Reading text
++++

Twenty years of direct relationship with David Adelsheim, the man who authored the Willamette Valley AVA and built the architecture that Oregon wine operates inside. Private access through Vineyard Confidential.

Willamette Valley, Chehalem Mountains, Oregon
Adelsheim Vineyard

The first time I sat across a table from David Adelsheim, we were somewhere between the second and third bottle, and he was explaining why the Willamette Valley had no choice but to become what it became. Not modestly. Not boastfully. With the particular calm of someone who watched a thing happen because he had spent thirty years making sure it would.

I have known David for twenty years. I have been to the estate, walked the Chehalem Mountains with him, and shared enough meals that the conversation long ago moved past wine and into the more interesting territory beneath it. What I can tell you, from those conversations, is that what David built in Oregon has no real parallel in American wine history.

He and his wife Ginny bought 19 acres outside Newberg in 1971. There was no Willamette Valley AVA. There was no market for Oregon Pinot Noir. There was volcanic hillside, a handful of families making bets on the same ridge, and a man who had worked harvest at the Lycee Viticole in Beaune and come home convinced that this cool, rain-shadowed valley could do what Burgundy did. Between 1972 and 1977, while farming his own land, he authored the petition that became the Willamette Valley AVA in 1983, lobbied the Oregon Liquor Control Commission for the strictest wine labeling regulations in America, helped source the Burgundian clones that would define the valley's character for the next half century, assisted Maison Joseph Drouhin in establishing their Oregon foothold, founded Oregon Pinot Camp in 2000, and was instrumental in creating the Oregon Wine Board in 2005. The sub-appellation system that now defines the valley's most valuable addresses, including the Chehalem Mountains where Adelsheim planted first, exists because David argued for it in rooms where most people did not yet believe Oregon wine was serious.

++++

Record extracts
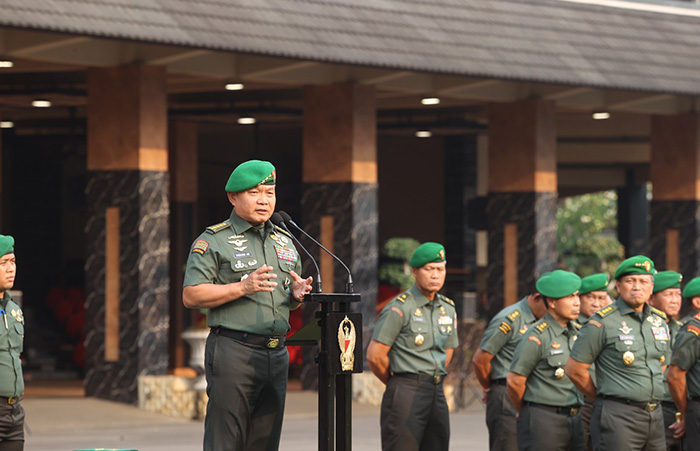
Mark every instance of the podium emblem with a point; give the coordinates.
(346, 342)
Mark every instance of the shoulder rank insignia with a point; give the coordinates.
(505, 328)
(659, 312)
(606, 311)
(514, 315)
(218, 227)
(535, 339)
(541, 327)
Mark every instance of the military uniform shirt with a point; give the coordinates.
(541, 356)
(228, 252)
(11, 346)
(418, 331)
(628, 349)
(502, 336)
(686, 352)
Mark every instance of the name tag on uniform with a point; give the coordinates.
(660, 333)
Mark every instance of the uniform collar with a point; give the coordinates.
(241, 225)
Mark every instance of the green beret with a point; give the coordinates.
(427, 253)
(595, 282)
(7, 245)
(250, 174)
(667, 279)
(692, 288)
(558, 284)
(638, 264)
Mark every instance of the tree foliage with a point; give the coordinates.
(587, 233)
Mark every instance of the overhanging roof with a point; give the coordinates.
(549, 41)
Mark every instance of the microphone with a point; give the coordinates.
(349, 286)
(277, 220)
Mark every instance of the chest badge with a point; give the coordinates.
(628, 358)
(419, 339)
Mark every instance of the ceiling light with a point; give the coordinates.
(430, 101)
(41, 103)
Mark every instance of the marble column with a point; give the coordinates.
(339, 201)
(522, 199)
(126, 271)
(675, 208)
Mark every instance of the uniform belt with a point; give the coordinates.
(12, 400)
(264, 341)
(421, 378)
(570, 411)
(649, 406)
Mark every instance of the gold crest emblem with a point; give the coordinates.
(346, 342)
(628, 358)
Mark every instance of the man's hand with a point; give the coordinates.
(259, 280)
(300, 287)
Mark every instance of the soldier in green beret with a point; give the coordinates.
(594, 296)
(548, 403)
(411, 347)
(630, 345)
(667, 298)
(12, 343)
(692, 293)
(245, 271)
(492, 361)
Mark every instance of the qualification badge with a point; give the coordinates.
(628, 358)
(346, 342)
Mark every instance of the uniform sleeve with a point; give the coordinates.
(527, 355)
(202, 262)
(685, 350)
(497, 334)
(589, 343)
(389, 324)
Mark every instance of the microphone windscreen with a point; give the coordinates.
(276, 219)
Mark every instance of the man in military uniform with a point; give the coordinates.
(594, 296)
(492, 362)
(411, 347)
(692, 293)
(629, 343)
(684, 374)
(667, 298)
(245, 271)
(548, 403)
(11, 339)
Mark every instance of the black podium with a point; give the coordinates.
(340, 355)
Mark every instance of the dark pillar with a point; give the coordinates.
(522, 199)
(127, 230)
(675, 208)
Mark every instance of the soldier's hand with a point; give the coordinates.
(260, 280)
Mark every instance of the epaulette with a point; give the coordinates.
(280, 229)
(513, 315)
(659, 312)
(218, 227)
(606, 311)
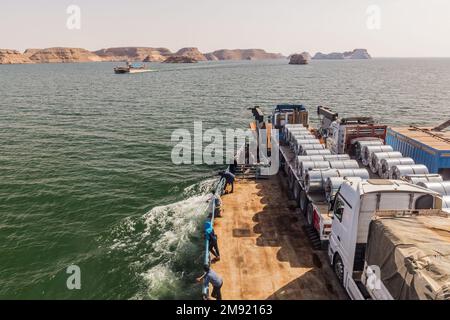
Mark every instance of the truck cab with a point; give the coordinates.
(342, 134)
(353, 209)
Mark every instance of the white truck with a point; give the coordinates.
(354, 208)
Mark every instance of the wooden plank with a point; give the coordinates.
(265, 254)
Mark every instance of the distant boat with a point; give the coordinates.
(132, 68)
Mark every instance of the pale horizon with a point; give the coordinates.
(405, 28)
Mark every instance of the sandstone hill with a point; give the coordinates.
(8, 56)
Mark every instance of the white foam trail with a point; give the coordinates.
(171, 237)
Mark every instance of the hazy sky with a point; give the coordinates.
(407, 28)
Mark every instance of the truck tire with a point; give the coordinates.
(310, 215)
(338, 267)
(303, 202)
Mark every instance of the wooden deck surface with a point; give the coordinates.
(264, 252)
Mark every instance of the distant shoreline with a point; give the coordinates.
(150, 54)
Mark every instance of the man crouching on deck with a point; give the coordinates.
(211, 277)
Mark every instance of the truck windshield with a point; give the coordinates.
(338, 208)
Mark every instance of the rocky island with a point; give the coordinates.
(145, 54)
(246, 54)
(301, 58)
(355, 54)
(180, 59)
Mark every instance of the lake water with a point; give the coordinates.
(85, 160)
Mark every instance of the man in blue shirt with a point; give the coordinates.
(211, 277)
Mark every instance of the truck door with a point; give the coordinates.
(342, 223)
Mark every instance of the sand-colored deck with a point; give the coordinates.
(265, 253)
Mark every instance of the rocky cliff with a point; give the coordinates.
(180, 59)
(239, 54)
(355, 54)
(193, 53)
(134, 54)
(301, 58)
(8, 56)
(63, 55)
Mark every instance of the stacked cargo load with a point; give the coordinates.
(412, 253)
(427, 146)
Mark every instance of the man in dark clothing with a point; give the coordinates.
(212, 238)
(229, 179)
(211, 277)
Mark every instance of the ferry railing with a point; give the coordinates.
(218, 191)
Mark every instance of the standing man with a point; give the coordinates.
(211, 236)
(215, 204)
(211, 277)
(229, 179)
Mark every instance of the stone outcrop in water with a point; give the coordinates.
(63, 55)
(8, 56)
(180, 59)
(211, 57)
(355, 54)
(242, 54)
(191, 53)
(134, 54)
(301, 58)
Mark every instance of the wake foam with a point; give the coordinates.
(165, 245)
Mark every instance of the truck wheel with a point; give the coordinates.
(338, 267)
(303, 202)
(310, 215)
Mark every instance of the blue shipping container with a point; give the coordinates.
(425, 148)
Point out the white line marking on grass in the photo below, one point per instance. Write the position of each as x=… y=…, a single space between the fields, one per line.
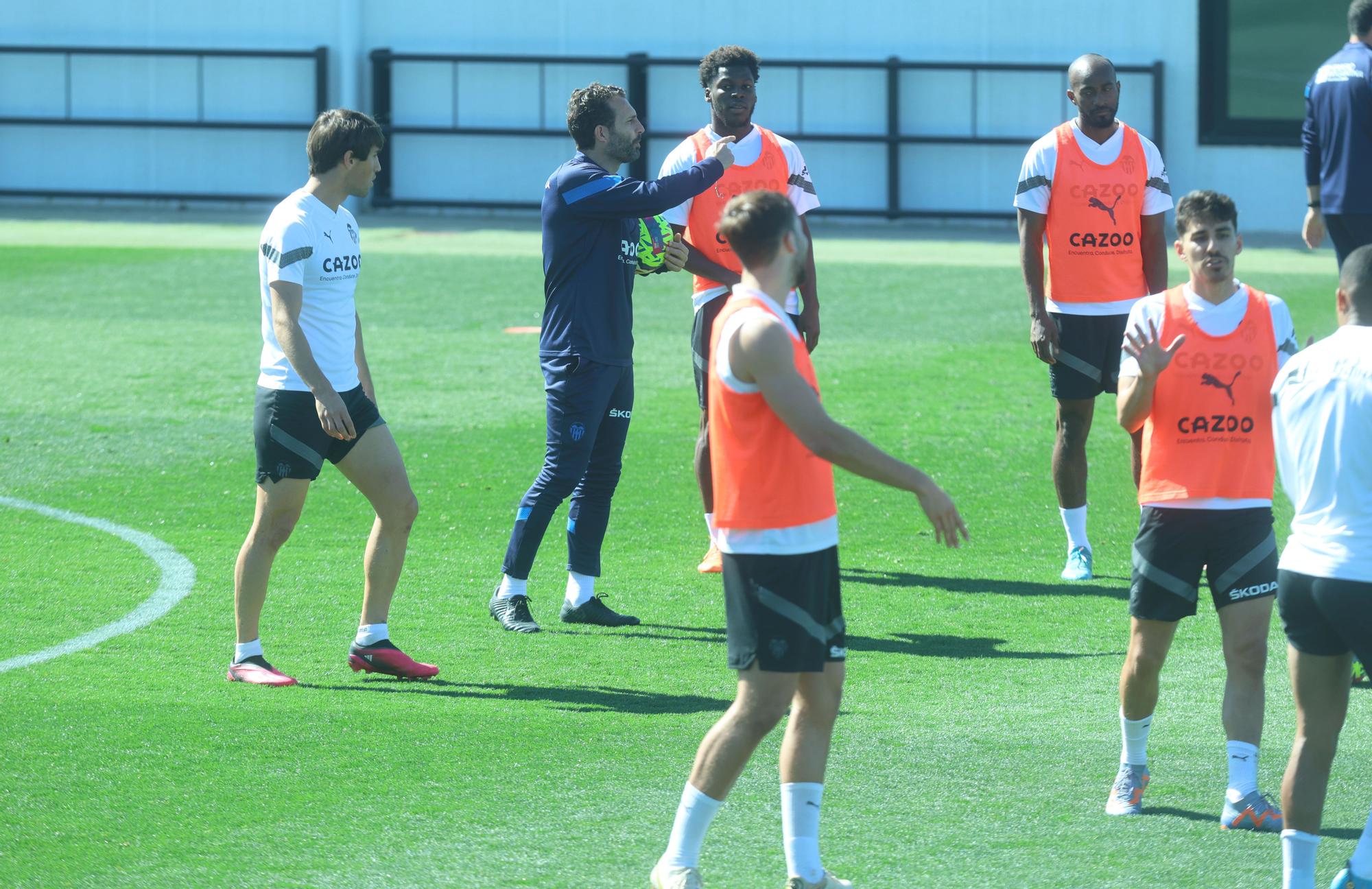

++++

Rewrite everything in the passage on David Adelsheim from "Willamette Valley, Chehalem" down to "American wine history.", using "property" in place of "estate".

Written solution
Willamette Valley, Chehalem Mountains, Oregon
Adelsheim Vineyard

The first time I sat across a table from David Adelsheim, we were somewhere between the second and third bottle, and he was explaining why the Willamette Valley had no choice but to become what it became. Not modestly. Not boastfully. With the particular calm of someone who watched a thing happen because he had spent thirty years making sure it would.

I have known David for twenty years. I have been to the property, walked the Chehalem Mountains with him, and shared enough meals that the conversation long ago moved past wine and into the more interesting territory beneath it. What I can tell you, from those conversations, is that what David built in Oregon has no real parallel in American wine history.